### What the task requires:
Copy out the part of the listing that opens with the line containing "motorcycle in this photo." and closes with the line containing "(1314, 710)", reproducing those lines without any change.

### Exercise material:
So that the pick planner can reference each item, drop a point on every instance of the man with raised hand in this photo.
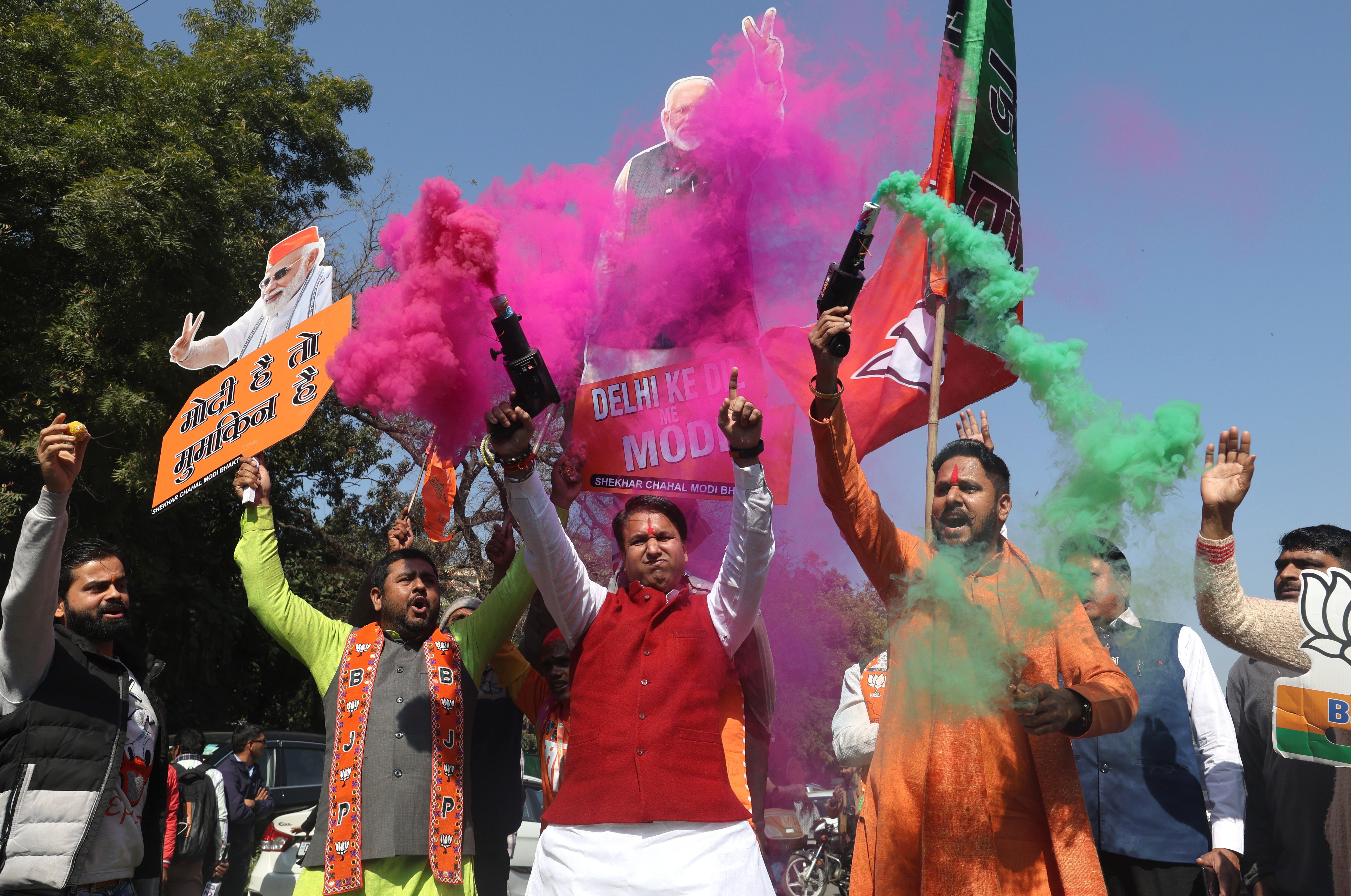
(1296, 833)
(399, 707)
(646, 806)
(83, 745)
(967, 794)
(1166, 795)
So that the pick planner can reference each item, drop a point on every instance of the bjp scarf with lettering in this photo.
(356, 682)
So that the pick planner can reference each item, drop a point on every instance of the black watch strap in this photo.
(744, 455)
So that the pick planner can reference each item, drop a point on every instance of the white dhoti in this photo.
(657, 859)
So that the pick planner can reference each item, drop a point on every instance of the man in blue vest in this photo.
(1144, 786)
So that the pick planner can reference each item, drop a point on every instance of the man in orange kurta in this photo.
(965, 795)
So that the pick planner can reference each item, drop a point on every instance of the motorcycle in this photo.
(810, 871)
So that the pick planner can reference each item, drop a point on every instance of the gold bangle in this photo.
(826, 395)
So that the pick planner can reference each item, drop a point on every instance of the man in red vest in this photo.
(646, 806)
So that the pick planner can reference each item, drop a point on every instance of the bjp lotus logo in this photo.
(1326, 610)
(1314, 710)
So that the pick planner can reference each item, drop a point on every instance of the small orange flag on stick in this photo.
(438, 497)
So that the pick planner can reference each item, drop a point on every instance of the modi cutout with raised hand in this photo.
(294, 287)
(646, 806)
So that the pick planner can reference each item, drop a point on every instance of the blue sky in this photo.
(1180, 186)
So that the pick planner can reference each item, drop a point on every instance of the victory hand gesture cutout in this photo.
(767, 49)
(1226, 482)
(741, 422)
(183, 346)
(60, 456)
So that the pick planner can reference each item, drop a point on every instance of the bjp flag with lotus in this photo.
(888, 374)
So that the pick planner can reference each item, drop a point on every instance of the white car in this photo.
(524, 849)
(276, 870)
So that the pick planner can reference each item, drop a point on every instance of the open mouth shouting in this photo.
(419, 609)
(113, 610)
(954, 525)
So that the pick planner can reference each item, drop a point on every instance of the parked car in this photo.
(286, 841)
(294, 767)
(284, 845)
(528, 837)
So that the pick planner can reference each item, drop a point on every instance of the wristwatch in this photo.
(746, 455)
(1085, 721)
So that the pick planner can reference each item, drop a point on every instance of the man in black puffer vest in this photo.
(83, 759)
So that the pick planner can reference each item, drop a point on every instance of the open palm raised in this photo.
(1229, 472)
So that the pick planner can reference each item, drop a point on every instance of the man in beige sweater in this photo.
(1293, 841)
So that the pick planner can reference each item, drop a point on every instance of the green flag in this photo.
(983, 110)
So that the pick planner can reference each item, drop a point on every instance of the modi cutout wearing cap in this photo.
(294, 287)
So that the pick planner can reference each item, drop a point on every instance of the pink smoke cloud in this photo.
(769, 209)
(421, 345)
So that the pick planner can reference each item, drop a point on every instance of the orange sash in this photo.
(356, 682)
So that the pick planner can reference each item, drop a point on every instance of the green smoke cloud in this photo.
(1122, 463)
(1121, 467)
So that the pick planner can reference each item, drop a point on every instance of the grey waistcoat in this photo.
(395, 771)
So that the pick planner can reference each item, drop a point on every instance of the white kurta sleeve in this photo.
(1222, 767)
(854, 737)
(750, 546)
(222, 815)
(553, 563)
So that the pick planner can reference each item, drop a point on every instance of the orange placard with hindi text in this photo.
(250, 406)
(656, 432)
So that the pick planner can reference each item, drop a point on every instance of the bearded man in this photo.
(294, 287)
(646, 806)
(399, 707)
(967, 794)
(680, 244)
(83, 738)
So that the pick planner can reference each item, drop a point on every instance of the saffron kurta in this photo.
(969, 802)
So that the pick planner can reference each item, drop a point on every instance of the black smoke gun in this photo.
(845, 280)
(530, 379)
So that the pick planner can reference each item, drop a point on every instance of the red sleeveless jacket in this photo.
(645, 741)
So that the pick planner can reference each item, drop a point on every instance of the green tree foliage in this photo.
(138, 184)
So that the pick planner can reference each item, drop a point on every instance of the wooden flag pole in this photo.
(935, 388)
(421, 475)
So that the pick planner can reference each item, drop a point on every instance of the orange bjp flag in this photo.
(438, 497)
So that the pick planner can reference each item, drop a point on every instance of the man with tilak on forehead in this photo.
(646, 806)
(965, 799)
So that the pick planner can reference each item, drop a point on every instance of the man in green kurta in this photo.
(394, 740)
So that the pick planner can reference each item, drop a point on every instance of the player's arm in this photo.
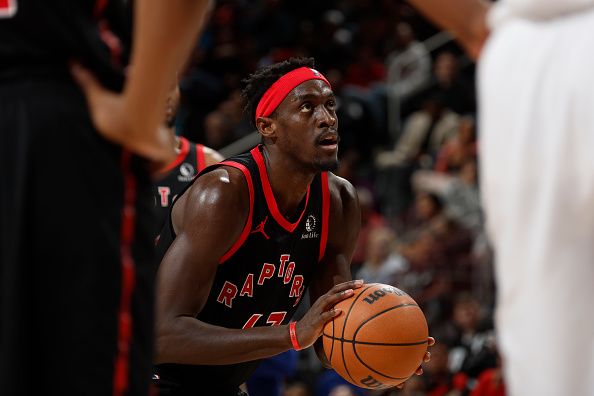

### Written answer:
So that the pick planner can reference each item, drop a point on every instance of the motorcycle in this photo.
(810, 871)
So that the pick planner can reference each item, drop a point on every instance of the gold bangle in this photo.
(826, 395)
So that the pick planner can reference each item, drop a point on every instance of the man in red vest in this photo.
(646, 806)
So that the pick planner can reference each item, drop a point on every instance of the bjp lotus logo in this photo.
(1326, 610)
(1314, 710)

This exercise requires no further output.